→ **Exercise directions**:
An exact copy of each record is required.
====== Record extracts ======
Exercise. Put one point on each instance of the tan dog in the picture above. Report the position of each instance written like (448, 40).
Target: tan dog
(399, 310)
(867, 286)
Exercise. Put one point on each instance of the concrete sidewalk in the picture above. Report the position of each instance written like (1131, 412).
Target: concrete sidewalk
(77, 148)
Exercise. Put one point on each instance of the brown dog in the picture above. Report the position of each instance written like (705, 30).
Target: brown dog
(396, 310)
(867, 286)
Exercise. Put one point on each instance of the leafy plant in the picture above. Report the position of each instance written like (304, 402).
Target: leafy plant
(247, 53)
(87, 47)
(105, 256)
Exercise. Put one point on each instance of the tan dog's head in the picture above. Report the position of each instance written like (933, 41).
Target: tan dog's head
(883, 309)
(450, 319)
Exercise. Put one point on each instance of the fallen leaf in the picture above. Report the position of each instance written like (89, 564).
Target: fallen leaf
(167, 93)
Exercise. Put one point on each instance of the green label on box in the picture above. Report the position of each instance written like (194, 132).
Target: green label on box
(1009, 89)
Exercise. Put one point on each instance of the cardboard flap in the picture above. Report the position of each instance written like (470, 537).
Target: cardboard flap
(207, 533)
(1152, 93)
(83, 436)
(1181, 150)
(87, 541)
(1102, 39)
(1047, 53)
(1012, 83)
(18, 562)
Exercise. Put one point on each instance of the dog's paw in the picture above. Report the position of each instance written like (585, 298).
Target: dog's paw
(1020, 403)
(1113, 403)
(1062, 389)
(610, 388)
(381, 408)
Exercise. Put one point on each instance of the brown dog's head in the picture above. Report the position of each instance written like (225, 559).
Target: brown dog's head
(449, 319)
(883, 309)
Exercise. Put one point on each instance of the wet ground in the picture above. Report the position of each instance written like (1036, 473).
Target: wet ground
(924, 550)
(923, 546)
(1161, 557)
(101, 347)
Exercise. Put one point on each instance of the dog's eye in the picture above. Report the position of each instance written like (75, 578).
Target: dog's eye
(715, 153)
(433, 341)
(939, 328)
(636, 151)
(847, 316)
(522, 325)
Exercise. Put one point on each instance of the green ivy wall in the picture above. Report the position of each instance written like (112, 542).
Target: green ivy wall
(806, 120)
======
→ **Written response**:
Exercise. Put one point on each instance of the tan dog in the picture above. Report the position of each instance written like (448, 40).
Target: tan dog
(399, 310)
(867, 286)
Exercise. Put one point on each instance of the concrete sidewalk in the picture above. Report the position of each instance written like (1131, 412).
Target: concrete sidewalk
(77, 148)
Exercise. Put one point on each instance of the brown dog in the picture above. Report the position of each instance written like (705, 30).
Target: brown dog
(396, 310)
(867, 286)
Exercise. Put one point on each instance of the leafy plant in the picture above. Report the position of each instance written like (304, 402).
Target: leafy plant
(247, 53)
(87, 47)
(105, 256)
Exercise. Put one point on each instance of the tan dog's head in the picture above. Report the position of each instance written like (933, 41).
Target: tan dog's head
(883, 309)
(450, 319)
Exercise. Put one point on each instance of the fallen leaf in the picture above. Report the position of each instance written like (89, 564).
Target: fallen leaf
(167, 93)
Exercise. Put one point on each instance of the green label on box in the picture above. Report the position of each instance written like (194, 132).
Target: green label on box
(1009, 89)
Exercise. Put one point on each instance of the cardboard flap in the picture above. Report the position of each instance written like (470, 537).
Target: cardboard flap
(207, 533)
(1152, 93)
(83, 436)
(1181, 150)
(87, 541)
(1102, 39)
(1047, 53)
(1012, 83)
(18, 562)
Exercise. Put one point on each instance of the dog's paw in the picture above. Report the position of each instance written like (585, 298).
Target: dog's paw
(1020, 403)
(1113, 403)
(1062, 389)
(610, 388)
(381, 408)
Exercise. Put one point on each instance of the brown dog's head in the picture above. Report the position of each instance written like (225, 559).
Target: brown dog's head
(449, 319)
(883, 309)
Exercise. Put one point on each instance of the wet ground in the picture above. Report the position of each instance written like (1036, 473).
Target: wet ground
(924, 550)
(923, 546)
(1161, 557)
(101, 347)
Exercise. Put one point on each instance of the dog's eye in the picture above. Report the position of each instance written like (75, 578).
Target: dog's eye
(715, 153)
(433, 341)
(939, 328)
(636, 151)
(847, 316)
(522, 325)
Exercise. Put one point on each instance of the green ivy wall in the picture above. Report the position of each instance written like (112, 542).
Target: green ivy wall
(806, 120)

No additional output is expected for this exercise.